DIRECTIVE
Render every line of the listing below as a JSON list of strings, one string per line, with blank lines omitted. Leave the pictures out.

INPUT MATERIAL
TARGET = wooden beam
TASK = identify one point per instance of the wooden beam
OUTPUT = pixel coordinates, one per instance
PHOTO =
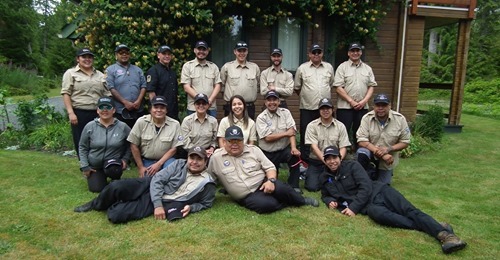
(457, 92)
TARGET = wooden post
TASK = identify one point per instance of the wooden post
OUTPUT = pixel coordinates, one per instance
(457, 93)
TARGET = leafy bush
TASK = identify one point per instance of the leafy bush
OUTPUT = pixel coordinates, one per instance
(430, 124)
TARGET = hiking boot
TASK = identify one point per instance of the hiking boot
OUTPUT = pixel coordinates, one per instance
(85, 207)
(447, 227)
(311, 202)
(450, 242)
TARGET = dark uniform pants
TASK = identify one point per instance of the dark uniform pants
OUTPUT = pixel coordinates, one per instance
(285, 156)
(125, 200)
(284, 195)
(391, 208)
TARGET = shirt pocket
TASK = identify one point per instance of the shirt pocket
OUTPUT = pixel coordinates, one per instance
(229, 174)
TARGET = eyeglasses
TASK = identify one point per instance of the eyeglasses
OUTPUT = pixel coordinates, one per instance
(105, 107)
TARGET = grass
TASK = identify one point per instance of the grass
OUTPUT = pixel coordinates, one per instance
(456, 183)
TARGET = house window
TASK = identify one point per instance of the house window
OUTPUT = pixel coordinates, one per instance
(223, 40)
(289, 39)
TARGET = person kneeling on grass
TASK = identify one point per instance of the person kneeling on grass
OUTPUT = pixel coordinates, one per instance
(183, 187)
(250, 178)
(347, 188)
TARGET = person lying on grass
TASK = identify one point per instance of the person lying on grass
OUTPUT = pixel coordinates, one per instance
(250, 178)
(347, 188)
(183, 187)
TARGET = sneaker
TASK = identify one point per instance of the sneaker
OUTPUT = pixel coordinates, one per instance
(311, 202)
(85, 207)
(450, 242)
(447, 227)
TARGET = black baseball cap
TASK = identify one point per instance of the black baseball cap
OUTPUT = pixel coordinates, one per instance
(331, 150)
(121, 47)
(381, 98)
(84, 51)
(241, 45)
(233, 133)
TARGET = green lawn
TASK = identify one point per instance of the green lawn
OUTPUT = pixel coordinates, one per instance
(457, 183)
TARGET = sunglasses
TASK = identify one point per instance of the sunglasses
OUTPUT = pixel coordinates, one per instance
(105, 107)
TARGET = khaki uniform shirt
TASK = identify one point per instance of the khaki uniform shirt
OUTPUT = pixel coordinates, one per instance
(240, 175)
(282, 80)
(323, 135)
(84, 90)
(240, 80)
(249, 132)
(394, 131)
(355, 79)
(191, 184)
(314, 83)
(201, 77)
(198, 133)
(272, 123)
(154, 145)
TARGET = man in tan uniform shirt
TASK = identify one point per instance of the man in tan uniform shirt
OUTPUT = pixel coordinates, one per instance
(354, 83)
(240, 77)
(250, 178)
(201, 76)
(313, 82)
(322, 132)
(277, 78)
(383, 133)
(276, 129)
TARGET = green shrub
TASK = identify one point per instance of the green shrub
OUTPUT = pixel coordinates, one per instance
(430, 124)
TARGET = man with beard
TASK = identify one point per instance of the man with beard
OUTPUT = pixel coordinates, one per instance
(354, 83)
(320, 133)
(383, 133)
(240, 77)
(201, 76)
(313, 82)
(345, 186)
(250, 178)
(154, 138)
(276, 129)
(182, 188)
(276, 78)
(127, 85)
(162, 81)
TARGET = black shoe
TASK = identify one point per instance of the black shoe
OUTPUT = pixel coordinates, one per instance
(311, 202)
(85, 207)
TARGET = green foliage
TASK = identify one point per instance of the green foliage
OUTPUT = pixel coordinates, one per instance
(32, 114)
(430, 124)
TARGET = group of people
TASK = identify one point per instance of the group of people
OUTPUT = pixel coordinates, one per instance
(179, 163)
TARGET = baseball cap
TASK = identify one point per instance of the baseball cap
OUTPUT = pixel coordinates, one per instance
(331, 150)
(272, 93)
(325, 102)
(83, 51)
(199, 151)
(105, 101)
(173, 210)
(276, 51)
(355, 45)
(164, 48)
(381, 98)
(121, 47)
(158, 100)
(201, 96)
(241, 45)
(316, 47)
(233, 133)
(201, 44)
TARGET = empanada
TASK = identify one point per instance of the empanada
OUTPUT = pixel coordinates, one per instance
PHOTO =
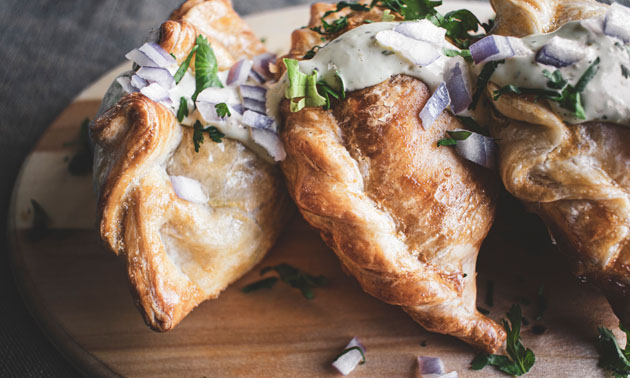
(569, 161)
(180, 252)
(404, 216)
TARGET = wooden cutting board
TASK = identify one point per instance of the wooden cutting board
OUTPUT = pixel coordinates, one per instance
(78, 291)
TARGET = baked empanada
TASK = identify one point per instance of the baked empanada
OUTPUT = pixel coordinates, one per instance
(186, 223)
(566, 154)
(404, 216)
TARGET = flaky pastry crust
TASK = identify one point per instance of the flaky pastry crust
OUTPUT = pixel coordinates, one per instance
(179, 253)
(405, 217)
(576, 177)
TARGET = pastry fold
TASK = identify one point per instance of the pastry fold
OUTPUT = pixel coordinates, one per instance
(575, 177)
(405, 217)
(180, 253)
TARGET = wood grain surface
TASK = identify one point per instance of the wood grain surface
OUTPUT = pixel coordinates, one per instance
(78, 293)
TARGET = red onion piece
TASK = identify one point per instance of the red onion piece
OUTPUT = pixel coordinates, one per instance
(349, 361)
(560, 52)
(418, 52)
(157, 75)
(261, 65)
(270, 142)
(430, 365)
(492, 47)
(257, 120)
(157, 54)
(239, 72)
(477, 148)
(215, 95)
(125, 83)
(140, 58)
(423, 30)
(189, 189)
(617, 22)
(458, 85)
(435, 106)
(155, 92)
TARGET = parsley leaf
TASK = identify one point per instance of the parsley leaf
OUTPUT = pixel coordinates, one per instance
(294, 278)
(483, 79)
(181, 71)
(222, 110)
(182, 112)
(520, 360)
(611, 356)
(206, 68)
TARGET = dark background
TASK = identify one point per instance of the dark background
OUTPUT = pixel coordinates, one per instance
(50, 51)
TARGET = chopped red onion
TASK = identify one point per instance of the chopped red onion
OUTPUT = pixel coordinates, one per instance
(239, 72)
(347, 362)
(138, 82)
(215, 95)
(189, 189)
(261, 65)
(157, 54)
(435, 106)
(208, 111)
(560, 52)
(477, 148)
(157, 75)
(423, 30)
(492, 47)
(270, 142)
(258, 78)
(257, 121)
(255, 105)
(418, 52)
(458, 85)
(430, 365)
(125, 83)
(617, 22)
(155, 92)
(253, 92)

RESPONSE TO THE TASK
[
  "TARGET = wooden beam",
  "TASK = identify one point per instance of the wooden beam",
  "OUTPUT = pixel coordinates, one per instance",
  "PHOTO =",
  "(457, 92)",
  "TARGET = wooden post",
  "TASK = identify one point per instance of the wooden post",
  "OUTPUT = pixel coordinates, one per instance",
  "(457, 93)",
  "TARGET = leafy bush",
  "TASK = identify one point per instance of the leafy bush",
  "OUTPUT = pixel coordinates, one per instance",
  "(430, 124)",
  "TARGET = hiking boot",
  "TASK = identify one point per instance of the hiking boot",
  "OUTPUT = pixel coordinates, one per instance",
  "(85, 207)",
  "(447, 227)",
  "(311, 202)",
  "(450, 242)",
  "TARGET = dark uniform pants",
  "TASK = identify one point per instance of the dark uniform pants",
  "OUTPUT = pixel coordinates, one per instance",
  "(285, 156)",
  "(125, 200)",
  "(284, 195)",
  "(391, 208)",
  "TARGET = shirt pocket",
  "TASK = identify one point per instance of the shirt pocket",
  "OUTPUT = pixel coordinates, one per instance",
  "(229, 174)",
  "TARGET = eyeglasses",
  "TASK = identify one point per instance of the eyeglasses",
  "OUTPUT = pixel coordinates, one per instance",
  "(105, 107)",
  "TARGET = grass",
  "TASK = identify one point per instance of the grass",
  "OUTPUT = pixel coordinates, one per instance",
  "(456, 183)",
  "TARGET = house window",
  "TASK = identify one point per instance of the house window",
  "OUTPUT = pixel coordinates, one per instance",
  "(223, 40)",
  "(289, 39)",
  "TARGET = person kneeling on grass",
  "TASK = identify one point per instance of the person kneeling on grass",
  "OUTPUT = pixel coordinates, one per instance",
  "(183, 187)",
  "(250, 178)",
  "(347, 188)",
  "TARGET = person lying on grass",
  "TASK = identify one point per instance of the person lying on grass",
  "OUTPUT = pixel coordinates, one per instance",
  "(250, 178)",
  "(347, 188)",
  "(183, 187)",
  "TARGET = sneaker",
  "TASK = identify one point per instance of the sneaker",
  "OUTPUT = pixel coordinates, one per instance",
  "(311, 202)",
  "(85, 207)",
  "(450, 242)",
  "(447, 227)",
  "TARGET = black baseball cap",
  "TASK = identify one point per instance of the black baseball cap",
  "OUTPUT = pixel coordinates, one per instance",
  "(331, 150)",
  "(121, 47)",
  "(381, 98)",
  "(84, 51)",
  "(241, 45)",
  "(233, 133)",
  "TARGET = green lawn",
  "TASK = identify one point per instance of the green lawn",
  "OUTPUT = pixel coordinates, one per instance",
  "(457, 183)",
  "TARGET = sunglasses",
  "TASK = identify one point per instance of the sunglasses",
  "OUTPUT = pixel coordinates, one per instance",
  "(105, 107)",
  "TARGET = khaki uniform shirt",
  "TASK = identify one point per instance of the khaki uniform shirt",
  "OUTPUT = pixel coordinates, one per instance",
  "(240, 175)",
  "(282, 80)",
  "(323, 135)",
  "(84, 90)",
  "(240, 80)",
  "(249, 132)",
  "(394, 131)",
  "(355, 79)",
  "(191, 184)",
  "(314, 83)",
  "(201, 77)",
  "(198, 133)",
  "(272, 123)",
  "(154, 145)",
  "TARGET = man in tan uniform shirt",
  "TASK = identify one point per instance of the man in tan uniform shirt",
  "OUTPUT = pixel coordinates, one per instance",
  "(354, 83)",
  "(240, 77)",
  "(250, 178)",
  "(201, 76)",
  "(313, 82)",
  "(322, 132)",
  "(277, 78)",
  "(383, 133)",
  "(276, 129)",
  "TARGET = green shrub",
  "TASK = identify one point per instance of the green shrub",
  "OUTPUT = pixel coordinates, one per instance",
  "(430, 124)",
  "TARGET = man with beard",
  "TASK = identify one point per instance of the man with beard",
  "OUTPUT = pixel coordinates, one per instance",
  "(354, 83)",
  "(320, 133)",
  "(383, 133)",
  "(240, 77)",
  "(201, 76)",
  "(313, 82)",
  "(345, 186)",
  "(250, 178)",
  "(154, 138)",
  "(276, 129)",
  "(182, 188)",
  "(276, 78)",
  "(127, 85)",
  "(162, 81)",
  "TARGET = black shoe",
  "TASK = identify one point per instance of the black shoe",
  "OUTPUT = pixel coordinates, one per instance",
  "(311, 202)",
  "(85, 207)",
  "TARGET = green foliage",
  "TASK = identify one point per instance of the green foliage",
  "OUTPUT = pixel coordinates, one per instance",
  "(32, 114)",
  "(430, 124)",
  "TARGET = group of people",
  "TASK = identify one point per instance of the group of people",
  "OUTPUT = pixel coordinates, one per instance",
  "(179, 163)",
  "TARGET = baseball cap",
  "TASK = identify one point per instance of the baseball cap",
  "OUTPUT = pixel coordinates, one per instance",
  "(331, 150)",
  "(272, 93)",
  "(325, 102)",
  "(83, 51)",
  "(199, 151)",
  "(105, 101)",
  "(173, 210)",
  "(276, 51)",
  "(355, 45)",
  "(164, 48)",
  "(381, 98)",
  "(121, 47)",
  "(158, 100)",
  "(201, 96)",
  "(241, 45)",
  "(316, 47)",
  "(233, 133)",
  "(201, 44)",
  "TARGET = empanada",
  "TASK = identify one point per instance of the empanada",
  "OUTPUT = pixel coordinates, one per instance",
  "PHOTO =",
  "(569, 161)",
  "(180, 252)",
  "(404, 216)",
  "TARGET = wooden cutting board",
  "TASK = identify one point per instance of the wooden cutting board",
  "OUTPUT = pixel coordinates, one per instance",
  "(78, 291)",
  "TARGET = baked empanada",
  "TASK = identify one point per instance of the baked empanada",
  "OUTPUT = pixel coordinates, one per instance",
  "(186, 223)",
  "(566, 154)",
  "(404, 216)",
  "TARGET = flaky pastry crust",
  "TASK = identify one point per instance of the flaky pastry crust",
  "OUTPUT = pixel coordinates, one per instance",
  "(179, 253)",
  "(405, 217)",
  "(576, 177)",
  "TARGET = pastry fold",
  "TASK = identify one point per instance of the pastry fold",
  "OUTPUT = pixel coordinates, one per instance",
  "(575, 177)",
  "(405, 217)",
  "(180, 253)",
  "TARGET = wood grain surface",
  "TASK = identify one point per instance of the wood grain surface",
  "OUTPUT = pixel coordinates, one per instance",
  "(78, 293)",
  "TARGET = red onion piece",
  "TASK = identify one point per instance of the red onion piece",
  "OUTPUT = pixel coordinates, one per instance",
  "(349, 361)",
  "(560, 52)",
  "(418, 52)",
  "(157, 75)",
  "(261, 65)",
  "(270, 142)",
  "(430, 365)",
  "(492, 47)",
  "(257, 120)",
  "(157, 54)",
  "(239, 72)",
  "(477, 148)",
  "(215, 95)",
  "(125, 83)",
  "(140, 58)",
  "(423, 30)",
  "(189, 189)",
  "(617, 22)",
  "(458, 85)",
  "(435, 106)",
  "(155, 92)",
  "TARGET = parsley leaf",
  "TASK = identify one point per instance of the parsley leaf",
  "OUTPUT = pixel coordinates, one per instance",
  "(294, 278)",
  "(483, 79)",
  "(181, 71)",
  "(222, 110)",
  "(182, 112)",
  "(520, 360)",
  "(611, 356)",
  "(206, 68)",
  "TARGET = dark background",
  "TASK = identify one point per instance of the dark background",
  "OUTPUT = pixel coordinates, one per instance",
  "(50, 51)",
  "TARGET = chopped red onion",
  "TASK = identify one point per instance of the chopped red onion",
  "OUTPUT = pixel coordinates, one per instance",
  "(239, 72)",
  "(347, 362)",
  "(138, 82)",
  "(215, 95)",
  "(189, 189)",
  "(261, 65)",
  "(157, 54)",
  "(435, 106)",
  "(208, 111)",
  "(560, 52)",
  "(477, 148)",
  "(157, 75)",
  "(423, 30)",
  "(492, 47)",
  "(270, 142)",
  "(258, 78)",
  "(257, 121)",
  "(255, 105)",
  "(418, 52)",
  "(458, 85)",
  "(430, 365)",
  "(125, 83)",
  "(617, 22)",
  "(155, 92)",
  "(253, 92)"
]